I can not imagine this headline really. We are talking about private messages.

stevewilhelm6y ago

So we want Facebook to stop propagating fake news and hate speech and we want them to do so without crawling URLs?

djohnston6y ago

Yes. Those are mutually exclusive.

worldofmatthew6y ago· 6 in thread

This should not be news to anyone. Facebook scans all links posted in Messenger.

sushid6y ago

This is links INSIDE a pdf. Thats one step further than most people assumed.

manojlds6y ago

Mostly to scan the PDF and ensure it's safe I believe, or atleast that's would be the stated reason.

1 more reply

gryffin6y ago

PDF is an open format. Scanning PDF for the links is probably the least you could assume.

You gotta assume they will reconstruct generations of your family tree if they can from your chat history.

1 more reply

nitwit0056y ago

Then people have strange assumptions.

Once a service starts blocking malicious links, the obvious next step is to conceal the link through some sort of indirection.

joshspankit6y ago

I would also assume they are scanning links in zip files and (if anyone is crazy enough to do this) links visible in images

axegon_6y ago

This. I honestly don't get why this is news. I truly hate facebook with a passion, I really do. But on this occasion I don't really blame them: You know what you are getting yourself into, what did you expect? A tuna salad? You shouldn't really be sharing any personal information on any platform which you can't hold accountable, regardless of e2e encryption.

archie26y ago· 5 in thread

Facebook spies on everything you do. Stop using it. This is the only way this will end. It's not even a useful product. Stop being sheep.

harry86y ago

I did, more than a decade ago. Do you think they stopped? How would I know there is no shadow profile being constantly updated?

It's apparently not my data and privacy and I have no say in it at all when someone uploads their goddamn contact list to these frickin' crooks. Is that your understanding too?

So This solution is not a solution. This solution only works if we stop other people from using it. How's that going to work? Well it isn't.

Cool? Now welcome to the "what regulation is appropriate" debate because this is clearly an example of market failure, same as national defence, same as national parks, same as pollution, same as any other. The sooner we treat "...using computers" exactly the same as any other industry the better. This is nuts.

freeflight6y ago

> It's apparently not my data and privacy and I have no say in it at all when someone uploads their goddamn contact list to these frickin' crooks.

Afaik that's actually the legal situation in the US due to the third-party doctrine [0]. It's one of the ways government mass surveillance has been "legalized" without having to comply with the Fourth Amendment.

[0] https://en.wikipedia.org/wiki/Third-party_doctrine

dropin6856y ago

> This solution is not a solution.

No, not a complete solution, but it's a step in the right direction. One of the reasons advertisers as well as ordinary users come to FB is to be in contact with you -- to have your attention. Stop using FB and you take that away. FB ends up with less of an audience with which to entice others.

1 more reply

biblytens6y ago

What are you claiming is the market failure here?

1 more reply

catacombs6y ago

This.

I quit several years after being on the platform for nearly a decade, which I mainly used to communicate with classmates.

Over time, I realized the platform was only good for pushing false information and giving a platform to people who shouldn't be sharing their thoughts. I also became more aware that I was a product, and it infuriated me to no end.

I'm glad to not be on it anymore. What a waste of time.

Data section —
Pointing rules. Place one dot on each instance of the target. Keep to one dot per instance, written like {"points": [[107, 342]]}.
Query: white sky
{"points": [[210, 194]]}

...

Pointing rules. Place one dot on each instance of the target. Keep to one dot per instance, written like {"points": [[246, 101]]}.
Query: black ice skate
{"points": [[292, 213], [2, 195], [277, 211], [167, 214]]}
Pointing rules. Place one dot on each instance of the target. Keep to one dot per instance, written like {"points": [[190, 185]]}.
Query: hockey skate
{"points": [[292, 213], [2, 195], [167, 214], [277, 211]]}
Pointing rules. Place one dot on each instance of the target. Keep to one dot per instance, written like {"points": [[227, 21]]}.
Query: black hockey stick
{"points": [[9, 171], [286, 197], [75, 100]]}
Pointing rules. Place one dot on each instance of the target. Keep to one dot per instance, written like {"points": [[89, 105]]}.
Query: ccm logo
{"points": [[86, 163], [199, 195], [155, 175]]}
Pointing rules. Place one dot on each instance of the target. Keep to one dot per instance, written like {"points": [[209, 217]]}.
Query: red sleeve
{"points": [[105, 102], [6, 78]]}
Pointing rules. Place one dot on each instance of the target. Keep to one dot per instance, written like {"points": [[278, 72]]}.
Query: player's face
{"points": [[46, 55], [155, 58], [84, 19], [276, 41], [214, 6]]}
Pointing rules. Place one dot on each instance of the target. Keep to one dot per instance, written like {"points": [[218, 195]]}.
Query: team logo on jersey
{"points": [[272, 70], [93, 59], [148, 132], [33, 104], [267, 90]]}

Exercise instructions —
1. Answer these about the thread:
(a) Which links does worldofmatthew say Facebook scans?
(b) What legal doctrine does freeflight cite?
(c) What did catacombs mainly use the platform for?
2. Please write out everything in the thread from "gryffin6y ago" down to "have strange assumptions.".
The records have no connection to the thread.

Task solutions —
1.
(a) All links posted in Messenger.
(b) The third-party doctrine.
(c) To communicate with classmates.

2.
gryffin6y ago

PDF is an open format. Scanning PDF for the links is probably the least you could assume.

You gotta assume they will reconstruct generations of your family tree if they can from your chat history.

1 more reply

nitwit0056y ago

Then people have strange assumptions.